▶ _EXERCISE_:
Please select every line below that contains the word "snow" and copy each one out. Case counts.

▶ _SOURCE DATA_:
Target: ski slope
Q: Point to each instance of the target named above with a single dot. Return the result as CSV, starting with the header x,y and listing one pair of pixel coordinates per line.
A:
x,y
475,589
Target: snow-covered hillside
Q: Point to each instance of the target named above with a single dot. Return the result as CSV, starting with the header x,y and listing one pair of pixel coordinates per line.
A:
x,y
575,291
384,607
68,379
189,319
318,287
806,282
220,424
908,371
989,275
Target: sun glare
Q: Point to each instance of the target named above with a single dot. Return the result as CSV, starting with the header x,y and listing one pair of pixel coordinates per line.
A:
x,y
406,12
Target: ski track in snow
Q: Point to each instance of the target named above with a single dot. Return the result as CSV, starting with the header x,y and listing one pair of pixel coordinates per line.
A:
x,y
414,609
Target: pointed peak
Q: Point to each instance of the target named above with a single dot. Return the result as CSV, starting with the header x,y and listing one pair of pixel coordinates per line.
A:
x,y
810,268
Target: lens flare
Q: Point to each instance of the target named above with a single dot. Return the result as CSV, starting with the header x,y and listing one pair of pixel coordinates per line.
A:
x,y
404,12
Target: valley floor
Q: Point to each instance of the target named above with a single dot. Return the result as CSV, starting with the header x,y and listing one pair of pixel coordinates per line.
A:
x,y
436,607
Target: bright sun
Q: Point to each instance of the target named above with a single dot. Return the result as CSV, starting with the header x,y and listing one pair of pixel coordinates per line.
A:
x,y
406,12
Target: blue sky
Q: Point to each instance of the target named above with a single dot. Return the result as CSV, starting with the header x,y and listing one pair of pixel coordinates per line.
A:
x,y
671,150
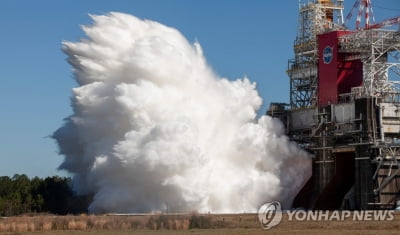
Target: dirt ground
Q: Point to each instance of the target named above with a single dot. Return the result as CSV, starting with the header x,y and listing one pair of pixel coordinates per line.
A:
x,y
220,224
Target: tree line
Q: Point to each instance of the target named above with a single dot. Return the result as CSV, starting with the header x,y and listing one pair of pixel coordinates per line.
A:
x,y
20,195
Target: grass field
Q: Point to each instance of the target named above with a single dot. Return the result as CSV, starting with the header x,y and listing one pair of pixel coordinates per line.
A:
x,y
186,224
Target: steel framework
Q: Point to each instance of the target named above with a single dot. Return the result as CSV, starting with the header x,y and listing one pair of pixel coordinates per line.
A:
x,y
315,17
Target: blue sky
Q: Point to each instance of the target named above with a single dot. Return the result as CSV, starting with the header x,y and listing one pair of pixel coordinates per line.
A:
x,y
239,38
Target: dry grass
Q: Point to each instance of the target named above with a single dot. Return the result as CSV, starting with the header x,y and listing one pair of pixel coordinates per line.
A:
x,y
180,224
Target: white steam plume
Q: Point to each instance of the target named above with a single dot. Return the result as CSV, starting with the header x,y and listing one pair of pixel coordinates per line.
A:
x,y
152,125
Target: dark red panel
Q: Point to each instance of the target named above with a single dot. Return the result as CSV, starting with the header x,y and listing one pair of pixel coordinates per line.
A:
x,y
350,74
335,76
327,68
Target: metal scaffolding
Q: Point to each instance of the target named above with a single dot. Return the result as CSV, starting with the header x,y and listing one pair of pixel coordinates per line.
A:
x,y
315,17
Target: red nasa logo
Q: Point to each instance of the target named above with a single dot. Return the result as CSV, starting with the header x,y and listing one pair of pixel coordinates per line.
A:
x,y
327,55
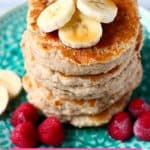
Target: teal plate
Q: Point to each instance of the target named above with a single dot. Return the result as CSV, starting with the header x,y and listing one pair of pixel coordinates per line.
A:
x,y
12,26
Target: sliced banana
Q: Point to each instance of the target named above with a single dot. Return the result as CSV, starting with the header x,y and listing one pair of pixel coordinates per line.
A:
x,y
81,32
11,81
56,15
103,11
4,99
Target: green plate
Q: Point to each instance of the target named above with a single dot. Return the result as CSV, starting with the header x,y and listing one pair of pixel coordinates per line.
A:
x,y
12,26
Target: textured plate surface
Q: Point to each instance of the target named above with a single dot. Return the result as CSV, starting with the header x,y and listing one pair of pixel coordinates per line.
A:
x,y
12,26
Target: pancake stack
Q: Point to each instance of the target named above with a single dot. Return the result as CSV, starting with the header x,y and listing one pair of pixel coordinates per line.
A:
x,y
84,87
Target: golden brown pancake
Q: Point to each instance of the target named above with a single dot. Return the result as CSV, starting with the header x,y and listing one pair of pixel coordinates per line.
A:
x,y
118,37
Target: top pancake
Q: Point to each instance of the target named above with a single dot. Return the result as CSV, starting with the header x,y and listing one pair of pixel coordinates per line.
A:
x,y
118,37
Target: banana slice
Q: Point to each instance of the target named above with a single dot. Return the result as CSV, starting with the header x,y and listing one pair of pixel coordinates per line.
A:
x,y
56,15
81,32
103,11
4,99
11,81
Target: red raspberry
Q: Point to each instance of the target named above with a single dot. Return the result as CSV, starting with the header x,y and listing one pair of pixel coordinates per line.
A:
x,y
137,106
121,126
142,126
24,135
51,131
25,112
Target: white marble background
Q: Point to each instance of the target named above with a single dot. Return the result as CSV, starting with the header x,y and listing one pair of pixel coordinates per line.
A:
x,y
5,5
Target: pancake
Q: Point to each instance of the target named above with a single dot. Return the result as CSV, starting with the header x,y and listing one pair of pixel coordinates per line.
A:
x,y
113,49
46,99
84,120
93,91
77,87
102,118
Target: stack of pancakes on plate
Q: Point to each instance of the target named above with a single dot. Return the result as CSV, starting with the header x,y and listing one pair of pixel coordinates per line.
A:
x,y
83,87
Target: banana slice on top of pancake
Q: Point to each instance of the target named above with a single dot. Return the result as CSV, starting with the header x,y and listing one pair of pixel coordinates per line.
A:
x,y
56,15
4,99
81,32
103,11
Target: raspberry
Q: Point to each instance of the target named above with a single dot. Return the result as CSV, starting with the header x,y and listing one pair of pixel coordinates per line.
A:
x,y
142,126
25,112
137,106
51,131
121,126
24,135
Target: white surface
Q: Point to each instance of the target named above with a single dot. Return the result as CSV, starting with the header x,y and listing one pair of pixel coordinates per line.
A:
x,y
5,5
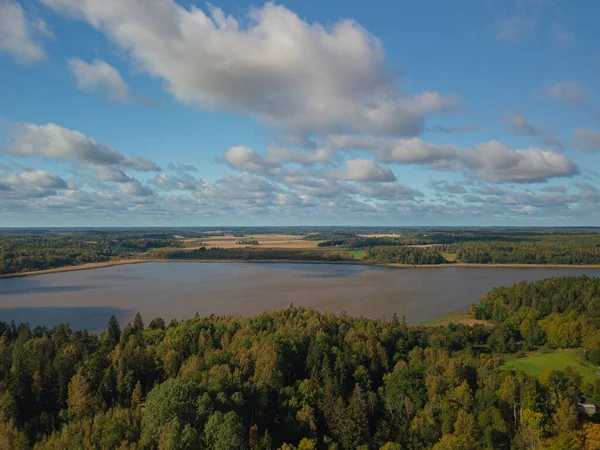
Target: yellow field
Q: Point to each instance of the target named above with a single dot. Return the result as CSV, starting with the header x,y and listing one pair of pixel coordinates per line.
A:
x,y
280,241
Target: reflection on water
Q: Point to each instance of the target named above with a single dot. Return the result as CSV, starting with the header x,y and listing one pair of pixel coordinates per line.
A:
x,y
86,299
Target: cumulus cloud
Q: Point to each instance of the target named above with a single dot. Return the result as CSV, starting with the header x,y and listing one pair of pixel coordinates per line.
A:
x,y
447,188
387,191
20,35
464,128
491,161
99,76
34,178
568,92
55,142
104,173
363,170
588,140
135,188
303,77
178,166
520,125
240,157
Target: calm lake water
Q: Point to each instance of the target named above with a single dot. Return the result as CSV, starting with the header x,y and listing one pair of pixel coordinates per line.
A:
x,y
86,299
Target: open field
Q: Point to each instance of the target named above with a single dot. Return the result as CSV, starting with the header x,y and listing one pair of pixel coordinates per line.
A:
x,y
275,241
86,266
536,364
449,256
461,318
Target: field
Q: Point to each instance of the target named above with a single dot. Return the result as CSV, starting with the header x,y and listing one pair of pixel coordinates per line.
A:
x,y
462,318
275,241
358,254
536,364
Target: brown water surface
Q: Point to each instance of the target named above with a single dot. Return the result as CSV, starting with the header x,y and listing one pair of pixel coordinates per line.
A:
x,y
86,299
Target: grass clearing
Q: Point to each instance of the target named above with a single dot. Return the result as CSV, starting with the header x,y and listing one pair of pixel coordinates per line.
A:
x,y
449,256
358,254
274,241
463,318
536,363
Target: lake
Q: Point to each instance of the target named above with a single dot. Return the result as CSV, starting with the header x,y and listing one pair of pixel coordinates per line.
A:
x,y
87,298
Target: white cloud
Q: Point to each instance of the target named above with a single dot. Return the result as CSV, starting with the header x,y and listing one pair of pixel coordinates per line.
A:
x,y
588,140
363,170
55,142
100,76
135,188
519,124
34,178
20,35
387,191
104,173
305,78
491,161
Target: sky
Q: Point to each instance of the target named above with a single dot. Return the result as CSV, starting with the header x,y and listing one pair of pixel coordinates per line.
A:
x,y
182,113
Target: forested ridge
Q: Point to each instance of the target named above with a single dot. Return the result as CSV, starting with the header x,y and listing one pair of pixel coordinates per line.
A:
x,y
300,379
22,251
560,312
555,249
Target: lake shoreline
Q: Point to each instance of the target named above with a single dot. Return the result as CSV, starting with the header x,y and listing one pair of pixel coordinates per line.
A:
x,y
104,264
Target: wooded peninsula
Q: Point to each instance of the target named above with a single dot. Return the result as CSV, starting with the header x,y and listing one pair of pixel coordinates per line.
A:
x,y
30,250
299,379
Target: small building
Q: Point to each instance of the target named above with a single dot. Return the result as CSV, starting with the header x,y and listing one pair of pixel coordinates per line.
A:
x,y
586,407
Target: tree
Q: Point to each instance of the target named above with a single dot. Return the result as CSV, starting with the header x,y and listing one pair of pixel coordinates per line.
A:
x,y
81,400
223,432
355,426
113,332
138,323
173,399
566,418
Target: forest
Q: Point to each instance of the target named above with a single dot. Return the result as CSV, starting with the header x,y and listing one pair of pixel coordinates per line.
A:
x,y
24,250
549,249
299,379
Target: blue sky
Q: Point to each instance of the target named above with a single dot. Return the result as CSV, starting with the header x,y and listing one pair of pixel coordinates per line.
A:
x,y
157,112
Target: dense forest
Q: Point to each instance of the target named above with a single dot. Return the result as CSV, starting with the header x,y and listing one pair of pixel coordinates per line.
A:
x,y
23,250
558,312
298,379
27,250
405,255
551,249
249,254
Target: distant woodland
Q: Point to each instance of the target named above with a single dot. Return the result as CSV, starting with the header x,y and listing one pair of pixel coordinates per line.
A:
x,y
29,250
298,379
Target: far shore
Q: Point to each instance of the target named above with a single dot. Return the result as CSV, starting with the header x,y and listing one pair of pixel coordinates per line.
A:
x,y
98,265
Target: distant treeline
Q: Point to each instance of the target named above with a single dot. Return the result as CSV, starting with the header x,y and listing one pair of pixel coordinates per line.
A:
x,y
247,254
552,249
299,380
405,255
21,252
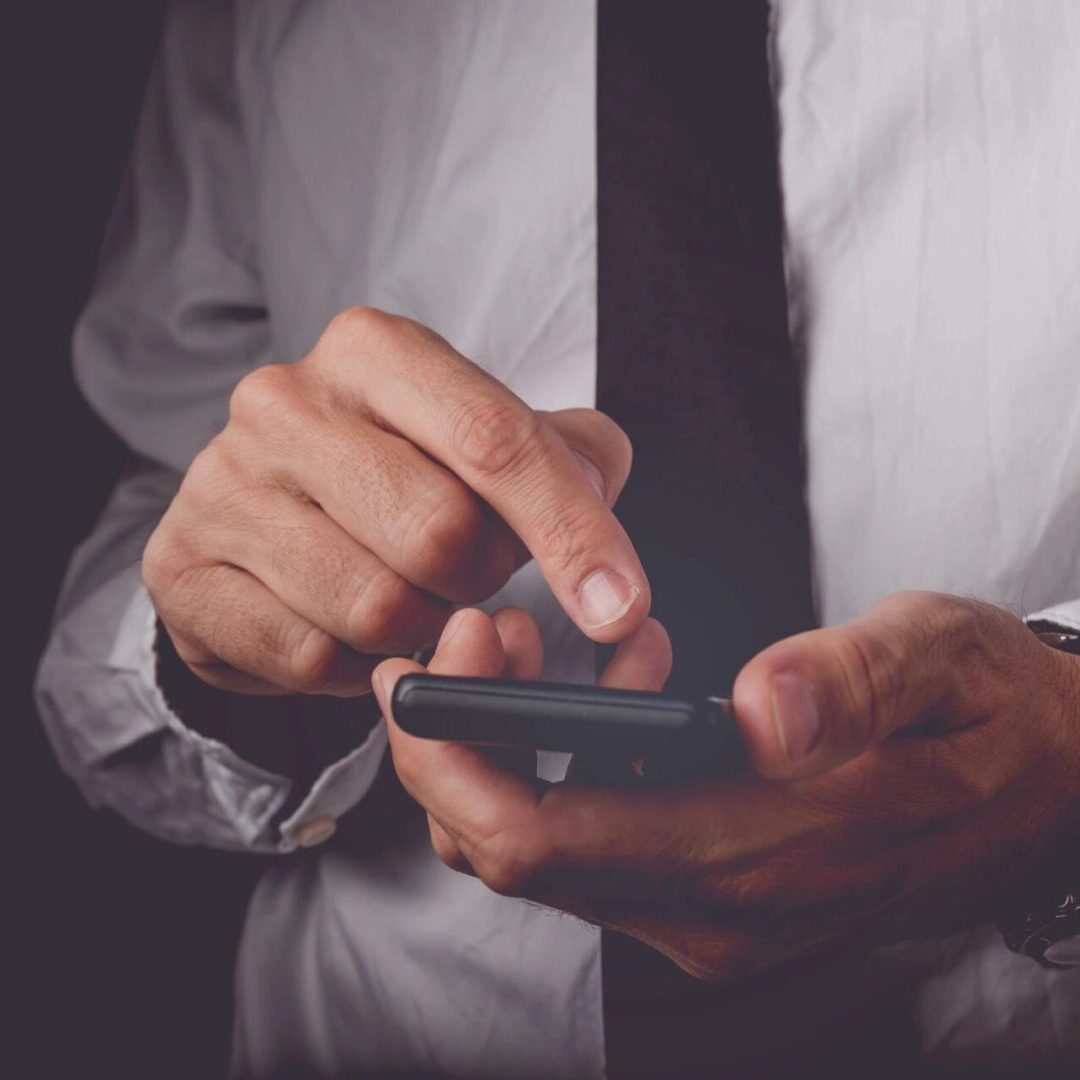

▶ _WRITTEN RESPONSE_:
Target: snow-covered hillside
Target: ski track in snow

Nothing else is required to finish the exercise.